> RECORDS TO USE
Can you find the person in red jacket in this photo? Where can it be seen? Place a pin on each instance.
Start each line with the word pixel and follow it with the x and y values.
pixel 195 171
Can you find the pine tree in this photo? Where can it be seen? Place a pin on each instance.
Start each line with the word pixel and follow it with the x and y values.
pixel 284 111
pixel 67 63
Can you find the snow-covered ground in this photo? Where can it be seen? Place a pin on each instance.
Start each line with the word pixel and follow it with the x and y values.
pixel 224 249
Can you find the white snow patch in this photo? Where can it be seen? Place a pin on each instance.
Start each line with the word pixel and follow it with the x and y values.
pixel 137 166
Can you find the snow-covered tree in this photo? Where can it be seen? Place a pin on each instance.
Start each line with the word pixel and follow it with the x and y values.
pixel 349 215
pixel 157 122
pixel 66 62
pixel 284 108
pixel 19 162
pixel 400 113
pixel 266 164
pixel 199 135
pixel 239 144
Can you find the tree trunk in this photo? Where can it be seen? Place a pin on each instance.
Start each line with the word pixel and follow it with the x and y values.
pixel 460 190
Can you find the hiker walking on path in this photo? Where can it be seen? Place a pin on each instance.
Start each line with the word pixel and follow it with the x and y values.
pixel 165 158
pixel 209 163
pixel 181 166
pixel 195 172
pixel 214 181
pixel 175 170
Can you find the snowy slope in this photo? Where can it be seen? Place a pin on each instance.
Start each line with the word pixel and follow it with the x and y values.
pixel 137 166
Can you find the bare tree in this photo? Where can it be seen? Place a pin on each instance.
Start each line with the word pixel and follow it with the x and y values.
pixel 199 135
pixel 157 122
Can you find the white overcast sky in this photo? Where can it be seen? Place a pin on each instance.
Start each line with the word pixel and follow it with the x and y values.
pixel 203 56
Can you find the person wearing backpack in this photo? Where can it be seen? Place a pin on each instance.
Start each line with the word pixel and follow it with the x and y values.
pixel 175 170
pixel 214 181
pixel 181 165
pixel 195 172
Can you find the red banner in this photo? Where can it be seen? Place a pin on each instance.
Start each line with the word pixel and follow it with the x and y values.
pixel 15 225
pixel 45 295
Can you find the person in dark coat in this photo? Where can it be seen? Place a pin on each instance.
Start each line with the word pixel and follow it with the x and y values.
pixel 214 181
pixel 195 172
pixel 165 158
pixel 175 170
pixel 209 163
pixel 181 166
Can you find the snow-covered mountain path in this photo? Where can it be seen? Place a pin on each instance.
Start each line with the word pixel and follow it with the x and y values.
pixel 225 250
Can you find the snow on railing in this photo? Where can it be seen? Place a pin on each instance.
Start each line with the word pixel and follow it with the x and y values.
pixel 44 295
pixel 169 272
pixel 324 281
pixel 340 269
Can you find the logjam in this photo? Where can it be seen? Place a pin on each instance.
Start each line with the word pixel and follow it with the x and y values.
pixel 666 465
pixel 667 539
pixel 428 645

> DESCRIPTION OF THE TASK
Print all of the records above again, line for line, with no changes.

> CORRECT RESPONSE
Can you find the person in red jacket in this photo? Where can it be seen? Place a pin on each instance.
Start each line with the word pixel and follow it with the x and y values.
pixel 195 171
Can you find the pine tree in this photo? Where can it be seen? Place a pin on each instance.
Start each line with the word pixel and follow it with the x and y values.
pixel 284 111
pixel 67 63
Can you find the snow-covered ground in this photo? Where can it be seen? Place a pin on each instance.
Start each line with the word pixel and follow it with the x and y values.
pixel 224 249
Can you find the white snow patch in this photo? Where can it be seen? Place a pin on each instance.
Start each line with the word pixel and follow it with the x and y values.
pixel 137 166
Can you find the snow-covered tree in this photo? Where can it be seen? Place a pin on each instance.
Start each line with the word pixel and follow it with the x and y values.
pixel 349 215
pixel 157 122
pixel 66 62
pixel 284 108
pixel 19 162
pixel 400 113
pixel 266 164
pixel 199 135
pixel 239 144
Can you find the tree trunk in this photo? Where can it be seen? Place a pin on each instance.
Start each line with the word pixel and follow it with the x and y values.
pixel 460 190
Can you find the hiker walking on path in this photo? Where can it be seen? Place a pin on each instance.
Start each line with the word pixel and follow it with the x and y values.
pixel 165 158
pixel 209 163
pixel 181 166
pixel 195 172
pixel 214 181
pixel 175 170
Can you find the snowy slope in this photo? Where can it be seen? Place a pin on each instance.
Start each line with the word pixel and follow it with the x and y values.
pixel 137 166
Can you find the bare tree in this photo? Where can it be seen? Place a pin on each instance.
Start each line with the word pixel and follow it with the x and y values.
pixel 199 135
pixel 157 122
Can you find the white overcast sky in this photo? Where can it be seen? Place a pin on each instance.
Start each line with the word pixel and follow it with the x and y values.
pixel 203 56
Can you find the person wearing backpack in this photo? Where can it be seen? Place a pin on each instance.
Start each line with the word pixel and follow it with the x and y values.
pixel 175 170
pixel 214 181
pixel 181 165
pixel 195 172
Can you find the red banner in this photo? Where can it be seen? Place a pin on each instance.
Start each line with the word pixel and follow it with the x and y values.
pixel 15 225
pixel 45 295
Can you find the person in dark coat in this photo? Where can it be seen? Place a pin on each instance.
Start each line with the word pixel and follow it with the x and y values.
pixel 214 181
pixel 195 172
pixel 165 158
pixel 175 170
pixel 209 163
pixel 181 166
Can you find the snow-covered mountain path in this photo? Where can it be seen? Place a pin on each instance.
Start each line with the word pixel and follow it with the x and y values.
pixel 225 250
Can you find the snow on railing in this photo? Where can it be seen? Place a pin on each instance.
Start each line with the word pixel and follow it with the x and y values.
pixel 44 295
pixel 169 272
pixel 324 281
pixel 340 269
Can you find the logjam in this photo? Where can it be seen? Place a pin on each instance.
Start each line with the word pixel and follow it with the x and y values.
pixel 666 465
pixel 667 539
pixel 428 645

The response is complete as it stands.